══ Data in this exercise

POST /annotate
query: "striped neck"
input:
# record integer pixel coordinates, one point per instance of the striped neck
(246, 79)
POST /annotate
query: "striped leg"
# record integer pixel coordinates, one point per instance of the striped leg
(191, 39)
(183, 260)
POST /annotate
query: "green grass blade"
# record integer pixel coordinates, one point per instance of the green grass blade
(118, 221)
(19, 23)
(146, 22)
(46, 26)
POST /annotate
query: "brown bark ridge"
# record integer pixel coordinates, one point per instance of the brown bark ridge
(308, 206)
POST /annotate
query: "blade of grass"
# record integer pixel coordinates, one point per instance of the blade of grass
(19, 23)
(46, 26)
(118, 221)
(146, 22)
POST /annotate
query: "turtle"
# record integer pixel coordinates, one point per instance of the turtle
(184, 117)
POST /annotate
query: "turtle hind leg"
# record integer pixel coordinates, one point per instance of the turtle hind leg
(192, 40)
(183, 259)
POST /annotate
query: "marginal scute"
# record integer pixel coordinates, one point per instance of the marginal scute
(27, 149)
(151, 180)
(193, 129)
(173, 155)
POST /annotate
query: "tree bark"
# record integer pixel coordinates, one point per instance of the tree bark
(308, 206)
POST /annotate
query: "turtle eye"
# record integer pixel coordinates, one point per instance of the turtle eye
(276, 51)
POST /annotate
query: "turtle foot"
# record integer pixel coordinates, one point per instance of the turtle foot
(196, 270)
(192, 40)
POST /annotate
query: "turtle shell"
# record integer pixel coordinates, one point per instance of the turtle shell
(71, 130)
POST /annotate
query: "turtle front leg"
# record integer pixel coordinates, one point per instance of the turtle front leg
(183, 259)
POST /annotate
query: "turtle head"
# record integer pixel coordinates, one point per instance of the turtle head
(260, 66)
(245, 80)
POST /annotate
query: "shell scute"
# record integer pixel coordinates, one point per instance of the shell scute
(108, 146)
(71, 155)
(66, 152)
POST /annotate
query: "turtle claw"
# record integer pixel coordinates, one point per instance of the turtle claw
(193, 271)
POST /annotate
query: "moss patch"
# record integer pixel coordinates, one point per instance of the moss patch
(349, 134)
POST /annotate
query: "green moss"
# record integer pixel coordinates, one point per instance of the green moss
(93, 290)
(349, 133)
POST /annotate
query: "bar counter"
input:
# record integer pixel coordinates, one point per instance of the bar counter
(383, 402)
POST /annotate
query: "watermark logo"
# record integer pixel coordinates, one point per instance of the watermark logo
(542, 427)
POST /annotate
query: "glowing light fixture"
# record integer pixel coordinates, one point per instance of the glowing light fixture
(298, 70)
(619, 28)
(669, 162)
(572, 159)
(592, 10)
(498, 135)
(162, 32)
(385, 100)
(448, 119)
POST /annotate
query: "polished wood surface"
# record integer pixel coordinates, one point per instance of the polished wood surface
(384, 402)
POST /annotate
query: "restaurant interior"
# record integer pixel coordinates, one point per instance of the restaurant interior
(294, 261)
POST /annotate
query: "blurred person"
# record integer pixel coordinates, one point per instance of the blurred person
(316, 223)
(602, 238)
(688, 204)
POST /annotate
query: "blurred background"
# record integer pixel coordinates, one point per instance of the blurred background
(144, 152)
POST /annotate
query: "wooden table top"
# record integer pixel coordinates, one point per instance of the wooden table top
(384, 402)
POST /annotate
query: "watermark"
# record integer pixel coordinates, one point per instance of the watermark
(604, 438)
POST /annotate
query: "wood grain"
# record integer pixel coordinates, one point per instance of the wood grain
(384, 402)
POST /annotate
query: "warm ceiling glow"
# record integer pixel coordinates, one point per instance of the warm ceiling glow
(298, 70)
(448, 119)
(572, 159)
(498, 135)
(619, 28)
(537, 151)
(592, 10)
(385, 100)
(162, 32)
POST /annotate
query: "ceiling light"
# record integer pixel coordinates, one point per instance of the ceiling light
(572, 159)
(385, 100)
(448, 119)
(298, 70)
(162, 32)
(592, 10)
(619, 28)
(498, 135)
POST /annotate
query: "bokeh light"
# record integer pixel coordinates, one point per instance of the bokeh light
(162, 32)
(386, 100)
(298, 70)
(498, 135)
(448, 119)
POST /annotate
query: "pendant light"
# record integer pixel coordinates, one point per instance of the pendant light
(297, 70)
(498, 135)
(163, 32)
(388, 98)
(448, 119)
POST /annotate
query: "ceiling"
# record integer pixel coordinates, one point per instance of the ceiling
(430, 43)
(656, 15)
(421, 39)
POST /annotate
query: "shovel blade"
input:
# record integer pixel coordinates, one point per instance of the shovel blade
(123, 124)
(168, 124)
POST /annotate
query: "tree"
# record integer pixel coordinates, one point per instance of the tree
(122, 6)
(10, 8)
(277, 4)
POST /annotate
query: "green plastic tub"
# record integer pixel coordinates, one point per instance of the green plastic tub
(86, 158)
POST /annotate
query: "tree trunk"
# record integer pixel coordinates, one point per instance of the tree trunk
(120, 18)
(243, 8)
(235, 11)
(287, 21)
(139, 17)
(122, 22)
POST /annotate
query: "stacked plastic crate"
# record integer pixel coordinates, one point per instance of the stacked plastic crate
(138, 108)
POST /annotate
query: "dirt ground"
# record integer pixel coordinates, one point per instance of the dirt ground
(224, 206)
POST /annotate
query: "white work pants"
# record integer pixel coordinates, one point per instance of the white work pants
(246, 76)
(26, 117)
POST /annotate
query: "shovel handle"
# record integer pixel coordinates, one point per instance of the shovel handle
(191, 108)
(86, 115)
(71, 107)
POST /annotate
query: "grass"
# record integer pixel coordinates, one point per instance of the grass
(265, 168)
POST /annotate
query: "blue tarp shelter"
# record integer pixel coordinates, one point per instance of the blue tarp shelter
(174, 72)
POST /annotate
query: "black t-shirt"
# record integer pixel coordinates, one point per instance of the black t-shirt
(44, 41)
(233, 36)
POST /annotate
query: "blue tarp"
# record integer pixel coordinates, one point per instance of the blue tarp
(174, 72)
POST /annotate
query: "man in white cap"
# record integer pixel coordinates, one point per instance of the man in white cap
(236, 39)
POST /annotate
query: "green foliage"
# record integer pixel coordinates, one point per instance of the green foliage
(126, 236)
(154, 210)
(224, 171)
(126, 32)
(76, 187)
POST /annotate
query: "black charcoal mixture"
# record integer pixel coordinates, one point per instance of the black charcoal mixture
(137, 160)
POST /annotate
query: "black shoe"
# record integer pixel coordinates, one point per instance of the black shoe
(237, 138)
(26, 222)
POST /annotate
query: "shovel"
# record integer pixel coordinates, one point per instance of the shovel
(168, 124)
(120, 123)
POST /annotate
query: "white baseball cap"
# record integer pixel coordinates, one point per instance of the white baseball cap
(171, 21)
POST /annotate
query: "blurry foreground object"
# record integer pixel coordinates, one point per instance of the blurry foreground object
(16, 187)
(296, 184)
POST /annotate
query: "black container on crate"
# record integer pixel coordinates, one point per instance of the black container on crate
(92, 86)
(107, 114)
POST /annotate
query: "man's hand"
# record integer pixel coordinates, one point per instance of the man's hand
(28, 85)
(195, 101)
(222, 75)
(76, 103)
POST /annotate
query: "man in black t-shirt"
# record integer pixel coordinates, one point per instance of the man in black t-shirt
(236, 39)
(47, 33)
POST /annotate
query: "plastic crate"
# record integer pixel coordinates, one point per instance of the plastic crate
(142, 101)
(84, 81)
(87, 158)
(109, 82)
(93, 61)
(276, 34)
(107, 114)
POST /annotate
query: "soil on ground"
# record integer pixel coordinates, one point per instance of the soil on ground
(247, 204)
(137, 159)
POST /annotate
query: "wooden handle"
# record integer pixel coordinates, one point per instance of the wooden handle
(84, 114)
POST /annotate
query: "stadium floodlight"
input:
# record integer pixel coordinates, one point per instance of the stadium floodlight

════

The request — Reproduce the listing shown above in its entirety, exactly.

The output —
POST /annotate
query: "striped neck"
input:
# record integer pixel coordinates, one point per instance of the striped neck
(246, 79)
POST /annotate
query: "striped leg"
# record integer pixel coordinates, one point per instance of the striped leg
(191, 39)
(183, 260)
POST /annotate
query: "green grass blade"
# record integer pixel coordinates, one point per instance of the green grass blade
(118, 221)
(19, 23)
(146, 22)
(46, 26)
POST /annotate
query: "brown bark ridge"
# record integer pixel coordinates, one point per instance of the brown bark ridge
(308, 206)
POST /annotate
query: "blade of grass"
# record integer pixel coordinates, one point per instance of the blade of grass
(19, 23)
(46, 26)
(118, 221)
(146, 22)
POST /annotate
query: "turtle"
# record integer pixel coordinates, one point per instance of the turtle
(184, 117)
POST /annotate
query: "turtle hind leg"
# record integer pixel coordinates, one point per instance of the turtle hind leg
(192, 40)
(183, 259)
POST /annotate
query: "marginal scute"
# record integer pixel coordinates, one point per instance of the marginal scute
(27, 149)
(151, 180)
(193, 129)
(173, 155)
POST /annotate
query: "tree bark"
# record integer pixel coordinates, one point per instance of the tree bark
(308, 206)
POST /annotate
query: "turtle eye"
# record integer pixel coordinates, one point per instance of the turtle eye
(276, 51)
POST /annotate
query: "turtle foot"
# record integer pixel coordinates, one point per instance of the turtle foot
(196, 270)
(192, 40)
POST /annotate
query: "turtle shell"
# record integer pixel coordinates, one point per instance of the turtle shell
(71, 130)
POST /annotate
query: "turtle front leg"
# record integer pixel coordinates, one point per instance of the turtle front leg
(183, 259)
POST /annotate
query: "turtle head"
# record integer pixel coordinates, one point per instance of the turtle head
(260, 66)
(245, 80)
POST /annotate
query: "shell scute"
# record integer pixel coordinates, one point per instance of the shell scute
(108, 146)
(71, 155)
(66, 152)
POST /annotate
query: "turtle claw"
# record integer pixel coordinates, one point per instance of the turtle claw
(193, 271)
POST /annotate
query: "moss patch"
# record integer pixel coordinates, one point per instance of the moss patch
(349, 134)
POST /annotate
query: "green moss"
# record integer pixel coordinates, one point per instance of the green moss
(93, 290)
(349, 133)
POST /annotate
query: "bar counter"
input:
# record integer pixel coordinates, one point per instance of the bar counter
(383, 402)
POST /annotate
query: "watermark logo"
# record integer pixel coordinates, one point per instance of the watermark logo
(542, 427)
POST /annotate
query: "glowing light fixture"
# record integer pixel coordinates, one point per instance of the glowing light fixture
(298, 70)
(619, 28)
(669, 162)
(572, 159)
(592, 10)
(498, 135)
(162, 32)
(385, 100)
(448, 119)
POST /annotate
query: "polished wood surface"
# record integer pixel coordinates, one point per instance of the polished wood surface
(384, 402)
POST /annotate
query: "restaurant interior"
# record integer pixel coordinates, one point per instance of the restaurant interior
(294, 261)
POST /annotate
query: "blurred person"
# record integer pixel coordinates, one point per instance of the blurred person
(316, 223)
(602, 238)
(688, 204)
POST /annotate
query: "blurred background"
# record integer pixel coordinates, one point per instance of the blurred background
(144, 152)
POST /annotate
query: "wooden table top"
# record integer pixel coordinates, one point per instance of the wooden table top
(384, 402)
POST /annotate
query: "watermark"
# record integer pixel coordinates, one point per instance of the watermark
(604, 438)
POST /annotate
query: "wood grain"
# record integer pixel coordinates, one point per instance of the wood grain
(384, 402)
POST /annotate
query: "warm ceiling glow"
# record integer pixel coordinates, one point per instance of the warm ceiling glow
(298, 70)
(448, 119)
(572, 159)
(498, 135)
(619, 28)
(537, 151)
(592, 10)
(385, 100)
(162, 32)
POST /annotate
query: "ceiling light"
# record integer pixel coordinates, one point per instance of the ceiling light
(572, 159)
(385, 100)
(448, 119)
(298, 70)
(162, 32)
(592, 10)
(619, 28)
(498, 135)
POST /annotate
query: "bokeh light"
# record integer pixel coordinates, one point per instance of the bokeh light
(162, 32)
(386, 100)
(298, 70)
(498, 135)
(448, 119)
POST /annotate
query: "pendant light"
# record integer pixel coordinates, one point per instance of the pendant light
(297, 70)
(498, 135)
(163, 32)
(388, 98)
(448, 119)
POST /annotate
query: "ceiling"
# record integer pixel coordinates, one point per instance of the ceiling
(430, 43)
(656, 15)
(421, 39)
POST /annotate
query: "shovel blade"
input:
# record integer pixel coordinates, one point per instance of the shovel blade
(123, 124)
(168, 124)
POST /annotate
query: "tree"
# record integer pixel coordinates, one point per instance of the tree
(122, 6)
(10, 8)
(277, 4)
POST /annotate
query: "green plastic tub"
# record integer pixel coordinates, one point per instance of the green plastic tub
(86, 158)
POST /annotate
query: "tree trunk"
# record integer pixel coordinates, one point per instance of the tree trunk
(120, 18)
(243, 8)
(235, 11)
(287, 21)
(139, 17)
(122, 22)
POST /annotate
query: "stacked plastic crate"
# record integer pixel coordinates, one point per instance of the stacked plastic crate
(138, 108)
POST /annotate
query: "dirt ground"
# record integer pixel coordinates, one point per instance of the dirt ground
(224, 206)
POST /annotate
query: "white work pants"
# record integer pixel coordinates, one point per instance of the white work pants
(246, 76)
(26, 117)
POST /annotate
query: "shovel handle"
# record integer pixel coordinates, one point per instance of the shovel handle
(191, 108)
(86, 115)
(71, 107)
POST /annotate
query: "grass"
# record integer pixel coordinates, one point per instance of the grass
(265, 168)
POST /annotate
query: "blue tarp shelter"
# record integer pixel coordinates, one point per instance of the blue tarp shelter
(174, 72)
POST /annotate
query: "black t-shirt"
# record integer pixel coordinates, one point per instance of the black t-shirt
(44, 41)
(233, 36)
POST /annotate
query: "blue tarp"
# record integer pixel coordinates, one point per instance of the blue tarp
(174, 72)
POST /annotate
query: "man in white cap"
# record integer pixel coordinates, one point per instance of the man in white cap
(236, 39)
POST /annotate
query: "green foliage"
# record integer pixel coordinates, one point per instance of the green foliage
(126, 236)
(154, 210)
(224, 171)
(126, 32)
(76, 187)
POST /annotate
query: "black charcoal mixture"
# record integer pixel coordinates, one point per instance of the black charcoal mixture
(137, 160)
POST /annotate
query: "black shoe"
# record integer pixel coordinates, one point per instance of the black shoe
(237, 138)
(26, 222)
POST /annotate
query: "shovel"
# record integer pixel coordinates, one point per instance of the shovel
(168, 124)
(120, 123)
POST /annotate
query: "white baseball cap"
# record integer pixel coordinates, one point per instance of the white baseball cap
(171, 21)
POST /annotate
query: "blurry foreground object"
# record integer pixel coordinates, one point per instance of the blurry foreground object
(16, 187)
(296, 184)
POST /annotate
query: "black container on crate"
# record integer pixel coordinates, one point per instance of the black container on crate
(92, 86)
(107, 114)
POST /annotate
query: "man's hand"
# record integer pixel coordinates, one point per instance of the man's hand
(28, 85)
(195, 101)
(222, 75)
(76, 103)
POST /annotate
query: "man in black t-shirt"
# record integer pixel coordinates, one point per instance of the man in black t-shirt
(236, 39)
(47, 33)
POST /annotate
query: "plastic crate"
# record integer pixel coordinates, one point per instance of the plastic crate
(142, 101)
(84, 81)
(87, 158)
(109, 82)
(93, 61)
(276, 34)
(107, 114)
POST /annotate
query: "soil on ground"
# record integer pixel coordinates, one point per instance of the soil on ground
(247, 204)
(137, 159)
POST /annotate
query: "wooden handle"
# record integer pixel coordinates, one point per instance of the wooden handle
(84, 114)
POST /annotate
query: "stadium floodlight"
input:
# record integer pixel coordinates, one point per instance of the stadium floodlight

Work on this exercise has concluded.